WHAT YOU NEED TO DO — All records are to be retyped faithfully and completely.
──────── RECORDS PROVIDED
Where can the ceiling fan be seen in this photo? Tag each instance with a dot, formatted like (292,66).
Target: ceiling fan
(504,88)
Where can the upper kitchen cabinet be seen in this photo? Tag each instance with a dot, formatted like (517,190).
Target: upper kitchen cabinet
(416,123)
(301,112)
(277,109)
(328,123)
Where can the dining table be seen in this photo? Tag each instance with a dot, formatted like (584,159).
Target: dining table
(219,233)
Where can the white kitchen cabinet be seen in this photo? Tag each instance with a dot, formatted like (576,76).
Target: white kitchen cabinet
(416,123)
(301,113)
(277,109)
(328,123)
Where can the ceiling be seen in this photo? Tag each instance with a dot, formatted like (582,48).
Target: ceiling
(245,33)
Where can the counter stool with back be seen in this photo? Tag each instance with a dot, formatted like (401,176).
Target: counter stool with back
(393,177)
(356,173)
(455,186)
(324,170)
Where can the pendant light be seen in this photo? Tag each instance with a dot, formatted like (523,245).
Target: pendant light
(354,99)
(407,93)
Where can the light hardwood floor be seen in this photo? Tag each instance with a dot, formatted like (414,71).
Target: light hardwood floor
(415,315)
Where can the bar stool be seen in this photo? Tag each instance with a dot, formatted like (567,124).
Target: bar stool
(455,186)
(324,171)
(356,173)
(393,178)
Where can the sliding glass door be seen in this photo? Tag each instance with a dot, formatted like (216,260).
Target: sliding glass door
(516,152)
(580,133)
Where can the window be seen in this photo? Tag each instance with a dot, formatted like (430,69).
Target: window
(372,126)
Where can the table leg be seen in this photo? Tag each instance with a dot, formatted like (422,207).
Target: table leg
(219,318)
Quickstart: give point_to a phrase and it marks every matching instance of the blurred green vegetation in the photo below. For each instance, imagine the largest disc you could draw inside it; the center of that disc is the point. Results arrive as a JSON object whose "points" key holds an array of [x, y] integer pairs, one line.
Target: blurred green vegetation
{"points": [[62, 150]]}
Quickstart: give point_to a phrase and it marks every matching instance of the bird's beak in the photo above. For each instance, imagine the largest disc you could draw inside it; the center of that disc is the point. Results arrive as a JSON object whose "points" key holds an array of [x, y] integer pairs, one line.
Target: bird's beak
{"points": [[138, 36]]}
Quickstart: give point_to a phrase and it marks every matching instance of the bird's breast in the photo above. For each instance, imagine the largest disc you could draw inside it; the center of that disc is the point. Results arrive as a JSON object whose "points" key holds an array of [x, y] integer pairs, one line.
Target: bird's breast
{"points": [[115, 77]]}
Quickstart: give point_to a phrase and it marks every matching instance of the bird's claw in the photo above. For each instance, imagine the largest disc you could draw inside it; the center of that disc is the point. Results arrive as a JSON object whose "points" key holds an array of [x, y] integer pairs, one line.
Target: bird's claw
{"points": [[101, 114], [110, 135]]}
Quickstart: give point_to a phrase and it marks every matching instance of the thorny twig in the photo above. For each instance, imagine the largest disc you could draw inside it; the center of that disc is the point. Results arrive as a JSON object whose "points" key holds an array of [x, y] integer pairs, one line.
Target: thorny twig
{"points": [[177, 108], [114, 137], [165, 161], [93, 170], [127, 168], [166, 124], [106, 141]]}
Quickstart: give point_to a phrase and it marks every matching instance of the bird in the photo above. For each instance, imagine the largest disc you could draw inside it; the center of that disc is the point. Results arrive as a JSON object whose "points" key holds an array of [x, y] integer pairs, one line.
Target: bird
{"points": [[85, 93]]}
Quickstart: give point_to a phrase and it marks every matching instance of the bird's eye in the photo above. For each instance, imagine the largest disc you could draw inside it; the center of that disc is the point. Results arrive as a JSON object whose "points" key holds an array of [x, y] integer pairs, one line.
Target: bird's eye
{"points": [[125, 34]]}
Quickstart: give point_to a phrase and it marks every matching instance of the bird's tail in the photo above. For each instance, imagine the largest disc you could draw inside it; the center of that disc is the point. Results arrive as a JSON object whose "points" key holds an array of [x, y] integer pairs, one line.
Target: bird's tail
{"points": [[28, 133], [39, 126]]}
────────────────
WRITTEN RESPONSE —
Where can the ceiling fan be seen in this photo? Tag each instance with a dot, formatted like (292,66).
Target: ceiling fan
(504,88)
Where can the upper kitchen cabinet be seen in this photo? Tag each instance with a dot, formatted like (517,190).
Target: upper kitchen cabinet
(416,123)
(301,112)
(277,109)
(328,123)
Where can the dining table be seen in this photo? Tag each instance with a dot, formatted like (584,159).
Target: dining table
(219,233)
Where can the white kitchen cabinet be seen in this photo? Tag each instance with a dot, formatted like (576,76).
Target: white kitchen cabinet
(416,123)
(301,113)
(277,109)
(328,123)
Where can the ceiling be seen in this photo? Tag each instance with a dot, formatted like (582,48).
Target: ceiling
(245,33)
Where can the counter stool with back be seen in this photo? Tag each instance with a dot, formatted like (401,176).
Target: counter stool with back
(393,177)
(356,173)
(455,186)
(324,170)
Where can the pendant light be seen in this photo? Tag each instance with a dot, formatted like (523,245).
Target: pendant light
(354,99)
(407,93)
Where can the light hardwood floor be seen in this photo? Tag each instance with a dot, formatted like (414,71).
Target: light hardwood floor
(415,315)
Where can the bar stool be seen in this photo? Tag each instance with a dot, formatted like (567,124).
Target: bar stool
(455,186)
(324,171)
(356,173)
(393,178)
Where can the sliding glass door be seen in this photo? Tag each instance with a dot, formatted like (216,260).
Target: sliding glass door
(516,152)
(580,133)
Where can the window be seen in this photo? Tag each instance with a dot, formatted like (430,69).
Target: window
(372,126)
Where can the table leg be seen in this photo? Tag each instance with a dot, formatted like (422,207).
Target: table leg
(219,318)
Quickstart: give point_to a phrase and it marks every matching instance of the blurred green vegetation in the photo below. For each instance, imagine the largest disc you could draw inside it; the center of that disc is the point. Results arrive as a JSON object whose "points" key holds an array of [x, y] integer pairs, one line.
Target: blurred green vegetation
{"points": [[62, 150]]}
Quickstart: give point_to a phrase and it marks every matching instance of the bird's beak in the photo above. For each instance, imagine the largest disc you could draw inside it; the center of that disc is the point. Results arrive as a JSON object whose "points" key holds an array of [x, y] integer pairs, one line.
Target: bird's beak
{"points": [[138, 36]]}
Quickstart: give point_to a phrase and it marks every matching instance of the bird's breast in the photo above. For each instance, imagine the largest disc you could draw inside it; the center of that disc is the point. Results arrive as a JSON object whose "points" key holds an array of [x, y] integer pairs, one line.
Target: bird's breast
{"points": [[115, 77]]}
Quickstart: give point_to a phrase and it marks every matching instance of the bird's claw in the photo above. For each instance, imagine the largest disc you could draw inside it; the center of that disc is the point. Results arrive as a JSON object whose "points" key holds an array of [x, y] integer pairs, one line.
Target: bird's claw
{"points": [[101, 114], [110, 135]]}
Quickstart: give point_to a phrase and it marks every matching instance of the thorny twig in the photo above. For each instance, imagine the largest disc you could draw inside it; the center of that disc is the point. Results arrive as a JSON object whose "points" key holds an array of [x, y] integer pairs, one line.
Target: thorny twig
{"points": [[177, 108], [114, 137], [165, 161], [93, 170], [127, 168], [166, 124], [106, 141]]}
Quickstart: give point_to a phrase and it marks every matching instance of the bird in the photo above. For each instance, imagine the largest disc you could draw inside it; the center of that disc is the point. Results arrive as a JSON object whose "points" key holds an array of [x, y] integer pairs, one line.
Target: bird
{"points": [[85, 93]]}
Quickstart: give point_to a phrase and it marks every matching instance of the bird's eye in the photo above. For each instance, imagine the largest disc you could draw inside it; the center of that disc is the point. Results arrive as a JSON object whose "points" key holds an array of [x, y] integer pairs, one line.
Target: bird's eye
{"points": [[125, 34]]}
Quickstart: give point_to a phrase and it marks every matching instance of the bird's tail in the photo above. For each instance, imagine the largest disc you could draw inside it; the center of that disc is the point. Results arrive as a JSON object whose "points" key holds an array of [x, y] integer pairs, one line.
Target: bird's tail
{"points": [[28, 133], [39, 126]]}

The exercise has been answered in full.